Provided passage —

For This Reason 18

It was June 1959. Nine seminary graduates including me are set for ordination. As young seminary graduates you think you finally made it. You get to wear the uniform, get the title and open your professional life. The day of ordination is something special. Seven years and there you are, you and your seminary roommate, full of readiness and excitement, heading into the Cathedral to be ordained with seven others. Quickly you head forward to sit in the front pew to wait for instructions on how to go through the service. You want to impress the boss (the bishop) and show him you are ready. After a few minutes he comes in, his manner thoroughly ecclesiastical and, in his most formal voice walks up to you and says, “I want you to take your seats five rows back in order for the servers (choir, altar servers and additional people) to be instructed.” Sheepishly we slid back very conscious of the fact we should have waited before we sat where we did. That single moment has stuck in my mind for a long time. It was a teaching in humility. “For everyone who exalts himself will be humbled, but he who humbles himself will be exalted (Lk.14:11).”

I think of young football freshmen who coaches have wooed, interviewed and told how great they are and why they need to let him coach them only to find out later that practices are humiliating and humbling taunting by the same coaches until they become contributing members of the team. Every profession including the military has its own hazing techniques.

Hold those thoughts because we are coming into Ephesians 4.

Records supplied —
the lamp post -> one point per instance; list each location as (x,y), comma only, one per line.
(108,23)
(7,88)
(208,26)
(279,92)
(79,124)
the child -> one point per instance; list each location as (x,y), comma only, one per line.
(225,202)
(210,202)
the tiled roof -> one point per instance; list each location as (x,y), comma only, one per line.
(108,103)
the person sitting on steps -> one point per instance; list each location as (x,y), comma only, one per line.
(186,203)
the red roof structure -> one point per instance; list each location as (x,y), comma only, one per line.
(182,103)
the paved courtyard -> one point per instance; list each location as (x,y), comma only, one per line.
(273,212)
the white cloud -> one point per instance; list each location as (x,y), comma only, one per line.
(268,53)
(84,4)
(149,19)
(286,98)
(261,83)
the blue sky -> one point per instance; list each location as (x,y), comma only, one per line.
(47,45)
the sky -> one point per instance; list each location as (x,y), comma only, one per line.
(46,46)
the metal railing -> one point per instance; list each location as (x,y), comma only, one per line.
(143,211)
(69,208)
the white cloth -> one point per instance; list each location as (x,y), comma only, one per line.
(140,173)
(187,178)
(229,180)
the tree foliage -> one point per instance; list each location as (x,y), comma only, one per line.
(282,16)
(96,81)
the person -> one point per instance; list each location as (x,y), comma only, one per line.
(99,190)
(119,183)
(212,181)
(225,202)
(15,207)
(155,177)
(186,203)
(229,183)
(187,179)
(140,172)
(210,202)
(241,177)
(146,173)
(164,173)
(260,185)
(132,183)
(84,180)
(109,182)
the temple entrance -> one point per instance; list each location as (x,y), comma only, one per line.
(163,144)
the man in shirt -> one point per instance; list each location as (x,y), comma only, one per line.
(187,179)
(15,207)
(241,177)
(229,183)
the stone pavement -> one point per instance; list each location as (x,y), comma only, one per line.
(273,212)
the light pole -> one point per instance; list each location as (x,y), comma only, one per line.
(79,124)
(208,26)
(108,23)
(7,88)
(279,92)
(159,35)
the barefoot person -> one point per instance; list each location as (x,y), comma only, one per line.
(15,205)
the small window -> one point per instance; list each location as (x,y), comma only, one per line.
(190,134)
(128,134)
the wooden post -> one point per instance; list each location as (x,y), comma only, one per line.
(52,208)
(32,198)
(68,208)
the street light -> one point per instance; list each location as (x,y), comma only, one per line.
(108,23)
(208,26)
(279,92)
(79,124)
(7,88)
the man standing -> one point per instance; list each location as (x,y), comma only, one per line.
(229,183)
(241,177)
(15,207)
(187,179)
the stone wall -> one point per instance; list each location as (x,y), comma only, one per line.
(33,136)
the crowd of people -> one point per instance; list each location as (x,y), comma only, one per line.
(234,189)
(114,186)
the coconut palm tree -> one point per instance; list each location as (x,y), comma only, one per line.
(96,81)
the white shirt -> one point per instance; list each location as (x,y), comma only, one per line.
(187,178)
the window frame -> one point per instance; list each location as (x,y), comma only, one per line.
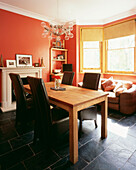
(118,72)
(82,69)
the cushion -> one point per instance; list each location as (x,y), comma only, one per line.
(109,88)
(127,85)
(112,98)
(120,90)
(118,85)
(108,84)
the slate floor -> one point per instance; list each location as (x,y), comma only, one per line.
(117,151)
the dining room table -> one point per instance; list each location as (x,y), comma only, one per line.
(74,99)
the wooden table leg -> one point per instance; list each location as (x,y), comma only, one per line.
(104,110)
(73,135)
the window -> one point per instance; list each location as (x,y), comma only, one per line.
(120,54)
(91,55)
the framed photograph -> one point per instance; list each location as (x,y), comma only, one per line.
(23,60)
(11,63)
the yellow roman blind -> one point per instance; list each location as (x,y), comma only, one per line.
(92,34)
(119,30)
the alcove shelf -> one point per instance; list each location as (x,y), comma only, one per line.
(58,57)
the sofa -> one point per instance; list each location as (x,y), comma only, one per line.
(122,94)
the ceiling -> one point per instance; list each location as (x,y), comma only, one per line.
(83,12)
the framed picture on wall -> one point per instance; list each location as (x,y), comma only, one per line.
(11,63)
(23,60)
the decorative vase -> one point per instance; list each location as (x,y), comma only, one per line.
(57,83)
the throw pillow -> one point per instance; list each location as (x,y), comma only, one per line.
(106,83)
(109,88)
(118,85)
(127,85)
(120,90)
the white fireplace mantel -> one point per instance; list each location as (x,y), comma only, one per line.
(6,103)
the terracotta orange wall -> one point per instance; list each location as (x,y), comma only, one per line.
(22,35)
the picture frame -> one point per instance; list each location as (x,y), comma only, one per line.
(11,63)
(23,60)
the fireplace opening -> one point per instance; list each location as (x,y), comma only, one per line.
(24,79)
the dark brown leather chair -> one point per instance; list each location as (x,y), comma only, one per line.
(90,81)
(24,105)
(49,123)
(68,78)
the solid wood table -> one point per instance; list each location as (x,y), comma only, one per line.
(73,100)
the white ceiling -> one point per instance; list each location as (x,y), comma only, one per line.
(83,12)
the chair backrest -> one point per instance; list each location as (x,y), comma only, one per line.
(19,91)
(41,102)
(91,80)
(68,77)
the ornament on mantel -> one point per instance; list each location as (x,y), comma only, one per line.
(1,61)
(42,64)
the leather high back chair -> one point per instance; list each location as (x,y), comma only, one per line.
(68,78)
(47,122)
(90,81)
(24,105)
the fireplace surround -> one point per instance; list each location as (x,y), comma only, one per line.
(7,104)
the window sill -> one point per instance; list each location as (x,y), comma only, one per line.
(121,74)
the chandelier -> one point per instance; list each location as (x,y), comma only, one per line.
(55,31)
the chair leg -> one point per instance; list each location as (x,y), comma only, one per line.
(95,122)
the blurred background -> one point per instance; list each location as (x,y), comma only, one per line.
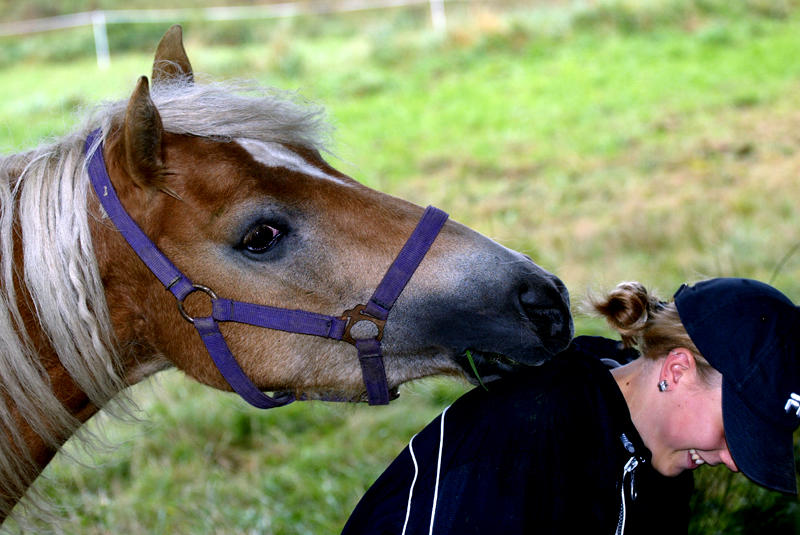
(652,140)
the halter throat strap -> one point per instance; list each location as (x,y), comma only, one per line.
(375,311)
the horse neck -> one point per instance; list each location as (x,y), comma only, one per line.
(43,401)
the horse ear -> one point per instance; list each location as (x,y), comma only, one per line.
(171,61)
(142,134)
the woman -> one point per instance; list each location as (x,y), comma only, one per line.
(584,444)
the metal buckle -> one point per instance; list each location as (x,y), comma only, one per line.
(356,315)
(195,288)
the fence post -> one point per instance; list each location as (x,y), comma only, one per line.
(438,17)
(101,39)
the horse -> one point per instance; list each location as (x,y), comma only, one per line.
(228,182)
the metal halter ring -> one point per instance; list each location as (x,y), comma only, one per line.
(195,287)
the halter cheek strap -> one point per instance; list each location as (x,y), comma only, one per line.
(376,311)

Stated exercise — Extend the reflection on ordination and humility above, picking up right after its final sentence, "Hold those thoughts because we are coming into Ephesians 4."

Response to the task —
Having been elevated by Paul in the first three chapters to a spiritual position far above the world by the Lord’s acceptance, blessing and anointing, you would think believers could boast of that position. No, no, no, just the opposite. You go back to the fifth row and learn relationally that humility, love, gentleness are the qualities flowing from such a position. You wait to be instructed, to be led and to act as the Spirit moves you. It’s all about belief, trust and faith. The Lord will bring you to the front row in His time and in His way. In fact it will come in being invited to the front row of unexpected blessings where he will give you totally different and far better experiences that fill you with gratitude and lifting praise to God.

Real ordination is the recognition of your spiritual childhood in the presence of the Lord. It is the sign of accepting obedience to His will being done, not yours. It is the introduction to being a leader whose leadership is to lead people to the Lord through Scripture so He can be their personal leader as He is yours. It is the sealing of an attitude that puts the Lord first, others second and yourself third. Ordination is not taking authority but living under it, living and sharing the Lord and His Word.

What ordination is not is being in charge, taking control, telling people what and what not to do. Those are the Lord’s tasks and He does them quite well. It’s not about being religious, establishing a reputation, looking for a career, looking the part, looking and sounding like you’re ordained, starting small and building big, counting members instead of praying for them and giving the Word its due and proper exposure. “Let him who boasts boast in the Lord (2Cor.10:17).”

I’ll bet you thought I was talking about ordination as a religious event. True, but I used that personal experience to illustrate a much more important point. Religion tends to separate clergy from people and put the worship leader above the worshiper. Ordination is about all of us. The truth is that we are all priests; we have all been elevated in Christ to be humble before Him in the presence of others. When we accepted Jesus into our hearts, when we were baptized, we were ordained to be His priests. “As you come to him, the living Stone—rejected by humans but chosen by God and precious to him— you also, like living stones, are being built into a spiritual house to be a holy priesthood, offering spiritual sacrifices acceptable to God through Jesus Christ (1st Peter 2:4-5).”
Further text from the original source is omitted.